(Data extracted from a collection)
--------------------

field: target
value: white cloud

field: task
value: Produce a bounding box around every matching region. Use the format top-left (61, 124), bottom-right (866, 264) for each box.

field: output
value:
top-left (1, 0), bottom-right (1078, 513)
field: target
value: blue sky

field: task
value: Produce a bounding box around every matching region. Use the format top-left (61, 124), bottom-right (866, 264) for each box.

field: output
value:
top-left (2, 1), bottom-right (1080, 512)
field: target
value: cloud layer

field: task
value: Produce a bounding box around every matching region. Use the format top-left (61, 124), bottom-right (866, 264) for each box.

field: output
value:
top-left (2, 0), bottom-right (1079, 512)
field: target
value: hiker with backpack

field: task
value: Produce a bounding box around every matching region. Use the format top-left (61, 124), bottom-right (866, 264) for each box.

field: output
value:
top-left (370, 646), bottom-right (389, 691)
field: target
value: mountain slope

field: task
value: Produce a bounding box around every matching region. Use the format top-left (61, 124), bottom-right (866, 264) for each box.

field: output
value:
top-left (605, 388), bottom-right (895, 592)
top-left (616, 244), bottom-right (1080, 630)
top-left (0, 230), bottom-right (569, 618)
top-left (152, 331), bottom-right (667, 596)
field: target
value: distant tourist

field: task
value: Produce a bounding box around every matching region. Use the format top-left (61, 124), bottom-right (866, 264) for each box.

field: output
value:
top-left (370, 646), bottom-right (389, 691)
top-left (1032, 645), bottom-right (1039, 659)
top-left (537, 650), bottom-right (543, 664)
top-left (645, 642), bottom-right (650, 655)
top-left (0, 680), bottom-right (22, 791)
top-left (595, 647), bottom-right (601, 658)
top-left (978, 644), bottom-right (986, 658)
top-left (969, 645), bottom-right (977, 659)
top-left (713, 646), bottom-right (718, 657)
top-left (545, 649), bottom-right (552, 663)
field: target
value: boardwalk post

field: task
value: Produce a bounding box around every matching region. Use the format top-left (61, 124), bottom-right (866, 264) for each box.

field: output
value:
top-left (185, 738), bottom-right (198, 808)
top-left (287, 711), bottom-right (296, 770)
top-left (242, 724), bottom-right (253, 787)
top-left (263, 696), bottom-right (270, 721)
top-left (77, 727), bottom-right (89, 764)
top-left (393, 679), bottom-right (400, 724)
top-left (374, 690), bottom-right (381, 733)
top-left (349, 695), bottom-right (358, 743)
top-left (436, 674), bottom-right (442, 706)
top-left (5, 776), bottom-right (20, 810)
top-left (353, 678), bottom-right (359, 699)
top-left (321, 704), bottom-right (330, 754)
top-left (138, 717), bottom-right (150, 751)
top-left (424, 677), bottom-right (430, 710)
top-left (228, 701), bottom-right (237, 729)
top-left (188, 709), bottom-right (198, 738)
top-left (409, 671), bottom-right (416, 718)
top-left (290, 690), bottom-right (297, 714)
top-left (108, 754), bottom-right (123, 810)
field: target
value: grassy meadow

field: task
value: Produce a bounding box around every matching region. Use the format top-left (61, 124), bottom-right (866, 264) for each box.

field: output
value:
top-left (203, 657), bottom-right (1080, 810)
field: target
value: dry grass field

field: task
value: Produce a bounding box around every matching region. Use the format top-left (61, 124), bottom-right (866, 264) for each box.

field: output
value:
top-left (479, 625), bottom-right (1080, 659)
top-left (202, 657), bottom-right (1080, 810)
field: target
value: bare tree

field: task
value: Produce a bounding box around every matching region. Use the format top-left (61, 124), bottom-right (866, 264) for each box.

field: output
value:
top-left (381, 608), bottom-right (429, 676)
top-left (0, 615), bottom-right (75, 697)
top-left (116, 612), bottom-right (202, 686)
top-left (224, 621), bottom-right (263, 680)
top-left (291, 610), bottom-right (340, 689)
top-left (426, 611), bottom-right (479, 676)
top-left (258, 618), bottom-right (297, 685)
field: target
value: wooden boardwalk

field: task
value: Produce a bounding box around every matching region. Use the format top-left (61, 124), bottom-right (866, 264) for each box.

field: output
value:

--------------------

▶ **PROBLEM TO SOLVE**:
Repeat all the lines above, keeping them exactly as they are.

▶ **RESPONSE AREA**:
field: target
value: white cloud

field: task
value: Produce a bounding box around every matching region. Use the format top-left (61, 124), bottom-right (866, 264) for each box.

field: output
value:
top-left (1, 0), bottom-right (1078, 513)
field: target
value: blue sky

field: task
value: Produce a bounding box around every matching region. Use the format top-left (61, 124), bottom-right (866, 264) for each box.

field: output
value:
top-left (2, 1), bottom-right (1080, 512)
field: target
value: cloud layer

field: task
value: Produce a bounding box around every matching region. Use the format top-left (61, 124), bottom-right (866, 264) for each box.

field: output
value:
top-left (2, 0), bottom-right (1079, 512)
field: target
value: hiker with backpack

field: task
value: Produce a bounding box around every matching region. Use the format top-left (61, 124), bottom-right (866, 264) for each box.

field: output
value:
top-left (370, 646), bottom-right (389, 691)
field: target
value: mountain slope

field: task
value: Produce a bounding box around every matching region. Use the format top-left (61, 124), bottom-right (866, 264) for each box.

field: output
value:
top-left (605, 388), bottom-right (895, 592)
top-left (616, 244), bottom-right (1080, 630)
top-left (0, 230), bottom-right (569, 618)
top-left (152, 331), bottom-right (667, 596)
field: target
value: distant tourist

field: task
value: Produce a bounding box around every matching region. Use the format top-left (61, 124), bottom-right (866, 264) for each box.

field: output
value:
top-left (370, 646), bottom-right (389, 691)
top-left (1032, 645), bottom-right (1039, 659)
top-left (537, 650), bottom-right (543, 664)
top-left (645, 642), bottom-right (650, 655)
top-left (0, 680), bottom-right (22, 791)
top-left (595, 647), bottom-right (601, 658)
top-left (978, 644), bottom-right (986, 658)
top-left (969, 645), bottom-right (977, 659)
top-left (713, 646), bottom-right (718, 657)
top-left (545, 649), bottom-right (552, 663)
field: target
value: boardwalk post

field: task
value: Produce a bounding box around every matching region. Use the format top-left (61, 124), bottom-right (866, 264) for each box.

field: output
value:
top-left (185, 738), bottom-right (198, 808)
top-left (287, 711), bottom-right (296, 770)
top-left (242, 724), bottom-right (253, 787)
top-left (263, 696), bottom-right (270, 721)
top-left (77, 727), bottom-right (89, 764)
top-left (393, 679), bottom-right (400, 724)
top-left (374, 690), bottom-right (381, 733)
top-left (349, 695), bottom-right (358, 743)
top-left (436, 674), bottom-right (442, 706)
top-left (5, 776), bottom-right (20, 810)
top-left (353, 678), bottom-right (359, 699)
top-left (321, 704), bottom-right (330, 754)
top-left (138, 717), bottom-right (150, 751)
top-left (424, 677), bottom-right (430, 710)
top-left (228, 701), bottom-right (237, 729)
top-left (188, 709), bottom-right (198, 738)
top-left (409, 671), bottom-right (416, 718)
top-left (290, 690), bottom-right (297, 714)
top-left (108, 754), bottom-right (123, 810)
field: target
value: grassy meadow

field: task
value: Produce a bounding box around every matching region. Use the format top-left (61, 124), bottom-right (866, 264) for each box.

field: output
value:
top-left (203, 657), bottom-right (1080, 810)
field: target
value: dry grass field

field: task
value: Produce a bounding box around every matching region. Use the format top-left (61, 124), bottom-right (866, 264) for each box.

field: output
value:
top-left (479, 625), bottom-right (1080, 659)
top-left (202, 657), bottom-right (1080, 810)
field: target
value: bare tree

field: task
value: Produce a bounding box around every matching region. Use the format top-left (61, 124), bottom-right (866, 264) for each box.

field: output
value:
top-left (381, 608), bottom-right (429, 676)
top-left (0, 615), bottom-right (75, 697)
top-left (116, 612), bottom-right (202, 686)
top-left (224, 621), bottom-right (263, 680)
top-left (291, 610), bottom-right (340, 689)
top-left (426, 611), bottom-right (479, 676)
top-left (258, 618), bottom-right (297, 685)
field: target
value: wooden boardwalk

field: task
value: Produce a bounding box around every matching region. Use the format top-left (61, 124), bottom-right (866, 264) for each box.

field: output
value:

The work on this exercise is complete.